• Instructions to follow:
Change "one point per instance" to "one point for each instance" in the lines below, keeping everything else the same.

[Point annotation dataset records]
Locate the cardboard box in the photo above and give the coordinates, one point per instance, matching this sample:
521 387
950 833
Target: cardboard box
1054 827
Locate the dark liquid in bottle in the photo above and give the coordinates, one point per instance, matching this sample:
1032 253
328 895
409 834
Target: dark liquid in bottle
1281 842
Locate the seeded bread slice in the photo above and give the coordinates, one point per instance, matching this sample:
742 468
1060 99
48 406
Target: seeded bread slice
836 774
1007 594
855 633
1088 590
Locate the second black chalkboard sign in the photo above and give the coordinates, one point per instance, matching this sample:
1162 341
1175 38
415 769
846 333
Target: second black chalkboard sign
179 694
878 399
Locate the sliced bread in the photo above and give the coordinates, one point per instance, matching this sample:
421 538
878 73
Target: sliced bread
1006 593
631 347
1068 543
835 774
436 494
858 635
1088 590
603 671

• Solution:
Locate the cardboard box in the photo above and give the coordinates, one point for each instance, matching this sample:
521 387
950 833
Target: cardboard box
1054 827
Locate the dark liquid in bottle in the photo above and give the coordinates, one point for each instance, matching this sample:
1032 253
328 895
409 834
Target: dark liquid in bottle
1281 842
Locate the seeded bread slice in the photo above and give the coordinates, one point for each instance, matching this sample:
742 468
1060 99
48 406
Target: seeded bread slice
836 774
1007 594
855 633
1088 590
Locate the second black chalkboard sign in the photo above and give the coordinates, one point for each instance, matching this sample:
1162 341
1175 38
415 769
846 333
Target: second black chalkboard sign
179 694
878 399
Locate the sliced bread in the photo above and give the coordinates, one point for each instance, matching this sample:
421 538
878 73
Target: sliced bread
1006 593
631 347
1068 543
835 774
436 494
858 635
1088 590
603 671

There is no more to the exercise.